▸ WHAT IS ASKED: Pull out every line in the entries below that contains the word "truck".

::::::::::

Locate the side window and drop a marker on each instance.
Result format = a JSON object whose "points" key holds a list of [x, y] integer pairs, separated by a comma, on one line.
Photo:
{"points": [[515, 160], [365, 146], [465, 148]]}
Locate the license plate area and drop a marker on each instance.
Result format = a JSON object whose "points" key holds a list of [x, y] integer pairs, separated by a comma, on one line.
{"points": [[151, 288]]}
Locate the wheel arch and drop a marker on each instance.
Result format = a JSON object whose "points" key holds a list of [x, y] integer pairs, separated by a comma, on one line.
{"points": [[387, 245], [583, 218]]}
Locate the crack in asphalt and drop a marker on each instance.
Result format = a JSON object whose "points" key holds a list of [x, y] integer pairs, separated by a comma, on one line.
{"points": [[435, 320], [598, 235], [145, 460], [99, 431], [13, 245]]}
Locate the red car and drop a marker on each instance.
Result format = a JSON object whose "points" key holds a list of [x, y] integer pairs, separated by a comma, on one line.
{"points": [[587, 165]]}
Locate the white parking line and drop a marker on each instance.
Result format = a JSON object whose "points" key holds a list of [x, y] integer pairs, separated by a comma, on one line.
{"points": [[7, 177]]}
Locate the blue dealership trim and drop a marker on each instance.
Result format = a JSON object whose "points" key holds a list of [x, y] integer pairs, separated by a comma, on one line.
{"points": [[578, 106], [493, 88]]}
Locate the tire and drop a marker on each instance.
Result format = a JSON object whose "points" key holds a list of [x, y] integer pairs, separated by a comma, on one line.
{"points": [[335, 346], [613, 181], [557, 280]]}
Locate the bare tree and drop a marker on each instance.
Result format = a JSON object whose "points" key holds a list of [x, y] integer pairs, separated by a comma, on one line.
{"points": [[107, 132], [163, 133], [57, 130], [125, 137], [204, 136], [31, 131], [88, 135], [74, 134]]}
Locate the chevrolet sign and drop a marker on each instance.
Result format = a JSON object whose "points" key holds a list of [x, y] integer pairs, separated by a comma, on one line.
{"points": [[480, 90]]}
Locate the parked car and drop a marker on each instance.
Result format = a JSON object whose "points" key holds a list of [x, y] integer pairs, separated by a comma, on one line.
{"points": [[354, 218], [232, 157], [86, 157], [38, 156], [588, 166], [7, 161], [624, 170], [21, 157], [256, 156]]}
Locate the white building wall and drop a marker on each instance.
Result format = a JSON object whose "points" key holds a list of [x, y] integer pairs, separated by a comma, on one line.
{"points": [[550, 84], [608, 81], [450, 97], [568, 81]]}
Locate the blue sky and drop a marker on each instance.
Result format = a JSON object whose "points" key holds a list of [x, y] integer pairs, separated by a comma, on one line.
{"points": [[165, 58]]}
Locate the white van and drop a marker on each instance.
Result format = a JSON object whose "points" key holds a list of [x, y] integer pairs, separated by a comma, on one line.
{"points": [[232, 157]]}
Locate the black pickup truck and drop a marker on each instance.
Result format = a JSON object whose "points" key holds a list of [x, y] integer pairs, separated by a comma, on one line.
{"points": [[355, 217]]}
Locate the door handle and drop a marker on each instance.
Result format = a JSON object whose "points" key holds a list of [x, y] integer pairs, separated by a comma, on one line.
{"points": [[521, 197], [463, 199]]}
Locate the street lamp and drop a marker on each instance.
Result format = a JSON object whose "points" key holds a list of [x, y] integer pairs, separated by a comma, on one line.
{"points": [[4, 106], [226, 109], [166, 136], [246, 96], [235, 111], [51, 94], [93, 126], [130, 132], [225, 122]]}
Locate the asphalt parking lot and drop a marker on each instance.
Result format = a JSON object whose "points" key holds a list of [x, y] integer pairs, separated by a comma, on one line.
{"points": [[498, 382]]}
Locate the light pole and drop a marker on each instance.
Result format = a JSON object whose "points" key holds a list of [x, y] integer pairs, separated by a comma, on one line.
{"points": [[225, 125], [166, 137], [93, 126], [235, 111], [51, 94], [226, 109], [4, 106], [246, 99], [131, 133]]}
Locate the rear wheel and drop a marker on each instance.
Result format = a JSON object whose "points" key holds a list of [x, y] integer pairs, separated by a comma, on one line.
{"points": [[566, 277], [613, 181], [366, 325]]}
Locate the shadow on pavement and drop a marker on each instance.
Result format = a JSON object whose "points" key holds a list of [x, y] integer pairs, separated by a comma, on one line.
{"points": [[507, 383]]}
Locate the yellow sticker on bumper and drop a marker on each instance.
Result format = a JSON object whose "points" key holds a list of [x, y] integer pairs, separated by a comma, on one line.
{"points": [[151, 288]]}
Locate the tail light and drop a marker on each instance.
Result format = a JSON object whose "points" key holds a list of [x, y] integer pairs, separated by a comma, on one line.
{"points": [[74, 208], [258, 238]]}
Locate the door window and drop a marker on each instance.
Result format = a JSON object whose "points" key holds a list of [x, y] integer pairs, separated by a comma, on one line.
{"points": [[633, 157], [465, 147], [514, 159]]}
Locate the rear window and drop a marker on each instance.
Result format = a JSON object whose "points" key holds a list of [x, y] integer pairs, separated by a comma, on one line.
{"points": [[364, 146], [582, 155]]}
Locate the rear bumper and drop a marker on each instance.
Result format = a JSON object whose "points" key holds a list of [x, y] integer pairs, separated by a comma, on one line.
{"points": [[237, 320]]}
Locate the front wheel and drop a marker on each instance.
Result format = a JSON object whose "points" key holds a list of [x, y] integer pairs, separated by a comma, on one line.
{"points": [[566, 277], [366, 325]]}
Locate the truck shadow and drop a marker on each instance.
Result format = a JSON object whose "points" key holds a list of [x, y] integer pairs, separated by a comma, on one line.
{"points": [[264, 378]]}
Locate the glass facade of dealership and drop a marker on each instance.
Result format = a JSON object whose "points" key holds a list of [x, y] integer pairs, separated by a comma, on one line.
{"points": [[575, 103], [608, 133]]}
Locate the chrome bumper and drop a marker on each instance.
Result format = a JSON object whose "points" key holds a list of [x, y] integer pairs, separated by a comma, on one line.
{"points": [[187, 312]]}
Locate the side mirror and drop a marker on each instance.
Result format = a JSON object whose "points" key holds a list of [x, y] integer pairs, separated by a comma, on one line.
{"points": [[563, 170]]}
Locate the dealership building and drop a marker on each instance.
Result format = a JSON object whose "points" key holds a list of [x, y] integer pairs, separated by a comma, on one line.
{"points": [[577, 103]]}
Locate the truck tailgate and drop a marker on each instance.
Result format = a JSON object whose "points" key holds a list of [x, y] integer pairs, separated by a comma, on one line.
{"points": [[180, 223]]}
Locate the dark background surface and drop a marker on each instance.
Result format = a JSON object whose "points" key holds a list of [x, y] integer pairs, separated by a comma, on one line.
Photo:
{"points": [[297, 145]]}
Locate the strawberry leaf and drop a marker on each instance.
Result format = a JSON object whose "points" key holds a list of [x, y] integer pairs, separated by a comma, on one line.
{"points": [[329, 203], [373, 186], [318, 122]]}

::::::::::

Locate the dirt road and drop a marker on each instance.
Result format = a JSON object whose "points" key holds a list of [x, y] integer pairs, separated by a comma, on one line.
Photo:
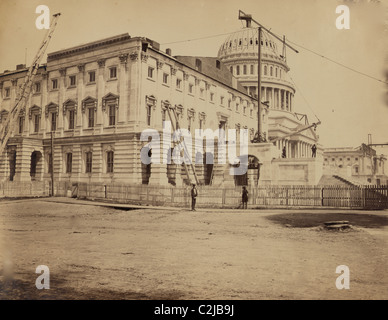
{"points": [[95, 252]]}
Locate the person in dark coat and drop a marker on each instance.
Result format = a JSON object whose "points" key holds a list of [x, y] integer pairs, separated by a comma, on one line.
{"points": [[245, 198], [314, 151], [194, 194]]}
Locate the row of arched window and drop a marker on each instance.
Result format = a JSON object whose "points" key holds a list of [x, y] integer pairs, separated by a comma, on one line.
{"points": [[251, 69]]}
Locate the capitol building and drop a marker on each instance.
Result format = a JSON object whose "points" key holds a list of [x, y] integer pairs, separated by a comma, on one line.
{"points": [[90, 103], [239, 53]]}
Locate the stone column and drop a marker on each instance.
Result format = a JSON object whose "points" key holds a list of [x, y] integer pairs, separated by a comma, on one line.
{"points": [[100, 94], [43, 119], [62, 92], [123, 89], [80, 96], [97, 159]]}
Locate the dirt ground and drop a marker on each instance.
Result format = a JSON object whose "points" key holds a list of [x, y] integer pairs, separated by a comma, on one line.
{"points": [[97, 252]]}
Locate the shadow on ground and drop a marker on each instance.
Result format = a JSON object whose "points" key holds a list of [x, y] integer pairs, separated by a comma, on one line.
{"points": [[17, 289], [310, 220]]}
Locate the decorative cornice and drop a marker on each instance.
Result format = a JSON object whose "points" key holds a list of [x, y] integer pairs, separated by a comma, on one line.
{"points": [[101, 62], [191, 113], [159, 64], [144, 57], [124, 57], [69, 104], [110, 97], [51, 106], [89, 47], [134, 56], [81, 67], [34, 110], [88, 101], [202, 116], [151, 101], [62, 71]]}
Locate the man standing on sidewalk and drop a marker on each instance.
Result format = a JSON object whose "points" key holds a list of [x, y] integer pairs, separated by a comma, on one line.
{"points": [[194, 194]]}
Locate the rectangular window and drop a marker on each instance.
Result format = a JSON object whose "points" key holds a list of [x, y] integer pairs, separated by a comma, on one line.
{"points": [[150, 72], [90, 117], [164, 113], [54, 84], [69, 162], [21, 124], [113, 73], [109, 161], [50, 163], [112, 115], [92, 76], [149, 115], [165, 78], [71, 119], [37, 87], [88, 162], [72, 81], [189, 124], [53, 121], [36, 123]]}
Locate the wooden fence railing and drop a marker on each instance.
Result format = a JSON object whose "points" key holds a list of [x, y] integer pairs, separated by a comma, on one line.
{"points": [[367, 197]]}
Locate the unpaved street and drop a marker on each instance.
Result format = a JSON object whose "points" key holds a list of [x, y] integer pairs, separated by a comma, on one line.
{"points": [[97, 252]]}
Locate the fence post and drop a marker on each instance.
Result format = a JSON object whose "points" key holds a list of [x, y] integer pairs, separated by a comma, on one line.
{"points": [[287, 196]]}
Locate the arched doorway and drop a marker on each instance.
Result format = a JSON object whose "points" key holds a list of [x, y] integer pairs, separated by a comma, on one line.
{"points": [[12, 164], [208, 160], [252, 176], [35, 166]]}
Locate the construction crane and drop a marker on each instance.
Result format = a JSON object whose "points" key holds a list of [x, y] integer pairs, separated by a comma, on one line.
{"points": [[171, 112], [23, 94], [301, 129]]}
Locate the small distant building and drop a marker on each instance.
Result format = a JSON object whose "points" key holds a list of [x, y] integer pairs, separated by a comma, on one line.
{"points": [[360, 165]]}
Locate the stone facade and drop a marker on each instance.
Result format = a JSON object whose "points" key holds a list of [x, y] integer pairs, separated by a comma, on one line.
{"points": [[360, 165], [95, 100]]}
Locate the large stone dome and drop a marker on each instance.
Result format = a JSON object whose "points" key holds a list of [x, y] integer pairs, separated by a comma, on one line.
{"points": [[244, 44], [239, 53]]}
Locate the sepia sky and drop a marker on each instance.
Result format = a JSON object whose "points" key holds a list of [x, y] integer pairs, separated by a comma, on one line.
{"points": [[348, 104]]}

::::::::::

▸ ANSWER TO THE EXERCISE:
Locate the black pickup truck and drop a marker on each instance.
Locate the truck shadow and drop a marker on each instance.
Locate the truck tailgate and drop a marker on each instance.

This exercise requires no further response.